**WHAT THE EXERCISE ASKS:** Reproduce the passage on model inventories word for word, everything from "LLM applications complicate" down to "not yet made.".

Model Inventory
Last reviewed April 2026
A regulator asks how many AI models your institution has in production. The CRO says twelve. The CTO says forty. The data science team says somewhere between twenty and sixty, depending on how you define "model." If your institution cannot answer this question with confidence, you do not have a model inventory, and you cannot govern what you cannot see.
What is a model inventory?
A model inventory is a centralised register of every model deployed within an institution, including its purpose, owner, validation status, data sources, performance metrics, and risk classification. In financial services, models include statistical models, machine learning models, actuarial models, pricing models, and increasingly, large language model applications. The inventory is the foundation of model risk management: without it, governance, monitoring, and validation cannot function systematically.
The PRA's SS1/23 requires banks to maintain a comprehensive inventory of all models in use. "In use" includes models in production, models under development, and models recently retired. Each entry must record the model's purpose, its materiality tier, its validation status, its last review date, and its owner. The inventory is not a static document. It is a living register that must be updated as models are deployed, modified, or retired.
The practical challenge is that models proliferate faster than governance can track them. A data scientist builds a prototype in a notebook. It works well enough that someone deploys it to a production server. Nobody registers it in the inventory. Over time, the institution accumulates "shadow models" that operate in production without governance, validation, or monitoring. Every institution that has conducted a model discovery exercise has found more models than it expected.
The landscape
SS1/23 is explicit: the model inventory must be comprehensive. It must include all models, not just the ones the model risk management team knows about. Supervisory reviews increasingly test this comprehensiveness by asking about specific use cases and checking whether the supporting model appears in the inventory. Gaps attract scrutiny.
The EU AI Act's high-risk classification framework adds a new dimension. Institutions must identify which AI systems fall within the high-risk category and ensure they meet enhanced requirements. The model inventory must capture not just what the model does, but its risk classification under both SS1/23 materiality tiers and EU AI Act risk categories.
LLM applications complicate the inventory. A traditional ML model is a defined artefact: a trained model file with known inputs and outputs. An LLM application may be a prompt template, a retrieval-augmented generation pipeline, or a fine-tuned model. Defining what constitutes a "model" for inventory purposes when the boundary between configuration and model is blurred requires clear policy decisions that most institutions have not yet made.
How AI changes this
Automated model discovery scans production environments to identify deployed models that may not be registered in the inventory. By monitoring API endpoints, container registries, and inference logs, discovery tools identify applications that exhibit model-like behaviour (receiving inputs and producing predictions or classifications) and flag them for governance review. This catches shadow models that manual processes miss.

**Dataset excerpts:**
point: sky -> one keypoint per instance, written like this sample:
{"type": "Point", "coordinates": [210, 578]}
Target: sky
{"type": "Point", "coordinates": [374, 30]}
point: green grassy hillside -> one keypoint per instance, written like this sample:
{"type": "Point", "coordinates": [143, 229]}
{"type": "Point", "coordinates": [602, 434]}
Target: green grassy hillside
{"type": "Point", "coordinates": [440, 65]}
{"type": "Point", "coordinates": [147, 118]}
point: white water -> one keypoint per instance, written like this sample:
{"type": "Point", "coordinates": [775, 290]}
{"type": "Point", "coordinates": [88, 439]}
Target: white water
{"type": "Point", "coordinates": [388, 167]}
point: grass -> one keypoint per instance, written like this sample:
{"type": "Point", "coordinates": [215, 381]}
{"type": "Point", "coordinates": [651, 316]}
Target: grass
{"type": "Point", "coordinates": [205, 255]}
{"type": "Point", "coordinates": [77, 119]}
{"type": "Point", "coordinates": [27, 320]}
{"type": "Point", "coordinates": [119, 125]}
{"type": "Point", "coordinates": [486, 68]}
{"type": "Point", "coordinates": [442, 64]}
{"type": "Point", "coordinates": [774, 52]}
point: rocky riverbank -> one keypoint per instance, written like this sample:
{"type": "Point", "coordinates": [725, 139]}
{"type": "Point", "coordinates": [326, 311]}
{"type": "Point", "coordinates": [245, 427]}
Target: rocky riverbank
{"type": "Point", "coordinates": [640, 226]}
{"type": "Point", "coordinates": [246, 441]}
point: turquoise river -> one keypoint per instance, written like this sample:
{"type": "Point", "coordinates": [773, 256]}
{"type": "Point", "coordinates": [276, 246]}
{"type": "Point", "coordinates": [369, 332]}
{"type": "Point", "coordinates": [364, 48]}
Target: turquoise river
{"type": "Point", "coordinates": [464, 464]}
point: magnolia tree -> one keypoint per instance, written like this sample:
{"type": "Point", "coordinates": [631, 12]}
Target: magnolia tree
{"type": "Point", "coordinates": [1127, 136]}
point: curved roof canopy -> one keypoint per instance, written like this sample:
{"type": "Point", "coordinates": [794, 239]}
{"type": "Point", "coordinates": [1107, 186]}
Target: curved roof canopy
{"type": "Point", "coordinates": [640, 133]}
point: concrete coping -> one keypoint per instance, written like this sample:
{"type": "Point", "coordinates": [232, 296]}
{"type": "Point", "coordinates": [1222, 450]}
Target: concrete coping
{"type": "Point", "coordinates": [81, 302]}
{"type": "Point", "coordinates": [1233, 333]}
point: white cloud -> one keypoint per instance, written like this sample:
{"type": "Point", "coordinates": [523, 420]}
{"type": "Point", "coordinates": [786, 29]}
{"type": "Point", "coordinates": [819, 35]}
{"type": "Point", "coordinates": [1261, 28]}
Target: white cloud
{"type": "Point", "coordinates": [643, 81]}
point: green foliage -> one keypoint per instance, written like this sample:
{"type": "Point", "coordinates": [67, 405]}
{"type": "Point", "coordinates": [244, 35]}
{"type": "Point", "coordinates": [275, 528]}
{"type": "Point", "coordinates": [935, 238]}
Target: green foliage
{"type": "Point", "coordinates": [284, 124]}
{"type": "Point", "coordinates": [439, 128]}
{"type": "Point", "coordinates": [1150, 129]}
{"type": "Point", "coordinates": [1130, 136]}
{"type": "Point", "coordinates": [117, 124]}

**ANSWER TO THIS EXERCISE:**
LLM applications complicate the inventory. A traditional ML model is a defined artefact: a trained model file with known inputs and outputs. An LLM application may be a prompt template, a retrieval-augmented generation pipeline, or a fine-tuned model. Defining what constitutes a "model" for inventory purposes when the boundary between configuration and model is blurred requires clear policy decisions that most institutions have not yet made.